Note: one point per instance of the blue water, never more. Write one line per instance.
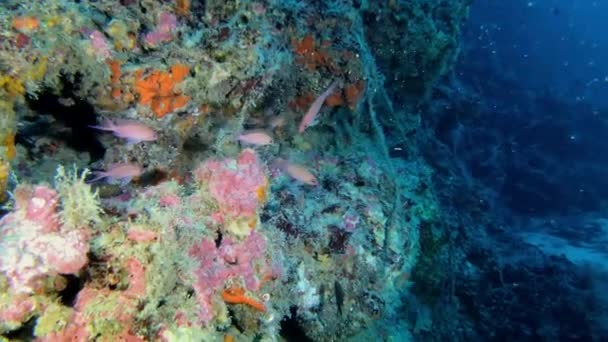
(452, 187)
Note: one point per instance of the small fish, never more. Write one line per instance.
(314, 109)
(257, 138)
(133, 131)
(300, 173)
(277, 122)
(339, 295)
(123, 173)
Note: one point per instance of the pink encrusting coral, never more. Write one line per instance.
(164, 32)
(35, 244)
(232, 259)
(238, 185)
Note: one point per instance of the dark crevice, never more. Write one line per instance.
(69, 293)
(71, 112)
(291, 330)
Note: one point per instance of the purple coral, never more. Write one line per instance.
(218, 264)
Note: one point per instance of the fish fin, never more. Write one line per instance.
(107, 125)
(131, 141)
(99, 175)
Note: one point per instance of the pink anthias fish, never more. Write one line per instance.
(122, 173)
(133, 131)
(257, 138)
(314, 109)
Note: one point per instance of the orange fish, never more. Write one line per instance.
(119, 172)
(314, 109)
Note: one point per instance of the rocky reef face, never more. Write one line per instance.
(216, 217)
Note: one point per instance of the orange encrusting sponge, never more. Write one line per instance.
(157, 90)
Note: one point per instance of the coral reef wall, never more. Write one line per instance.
(243, 188)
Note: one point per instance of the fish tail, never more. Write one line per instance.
(98, 175)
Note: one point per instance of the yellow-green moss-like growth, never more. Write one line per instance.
(79, 203)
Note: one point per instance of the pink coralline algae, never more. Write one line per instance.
(164, 32)
(35, 244)
(232, 259)
(239, 186)
(100, 45)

▶ [Directions] Write out the items again, changing "one point per instance" to "a single point per instance" everywhere and keeping everything else the same. Leave out the pictures.

▶ [Output of the task]
Note: a single point per instance of the blue water, never more. Write one line per instance.
(452, 187)
Note: a single point per instance of the small fish, never more. Write one line per instance.
(314, 109)
(257, 138)
(133, 131)
(300, 173)
(277, 122)
(339, 295)
(123, 173)
Note: a single point per instance of the pink encrusting coral, never more. Write one line per instance.
(164, 32)
(35, 244)
(232, 259)
(238, 185)
Note: a single point per instance of the dark crevice, never more. Write one line per instance.
(69, 293)
(71, 112)
(291, 330)
Note: a single point per instance of the purple coral, never more. Write one line per instance.
(218, 264)
Note: a single point per instance of the fish fin, never more. Write one line per instance.
(107, 125)
(131, 141)
(99, 175)
Note: a single point per instance of the pink anthias fish, never more. Write one line per instance.
(122, 173)
(133, 131)
(257, 138)
(314, 109)
Note: a single point per instance of the orange fish, never more. Write one line per instance.
(119, 172)
(314, 109)
Note: a single point per instance of the rocky reef face, never more. Write one line per instance.
(216, 217)
Note: a single point per instance of the orange encrusting sponge, never more. Write one line per instance.
(157, 90)
Note: a single point per instance of the coral reef wall, never more. Write one line per instance.
(243, 188)
Note: a single point per instance of the fish tail, never more. Write one line per instance.
(98, 175)
Note: a single point per instance of the yellow-green moss-like growth, never more. Write one line per instance.
(79, 203)
Note: a single point per instance of the pink coralline algae, never more. Write one line per instance.
(164, 32)
(35, 244)
(232, 259)
(239, 186)
(100, 45)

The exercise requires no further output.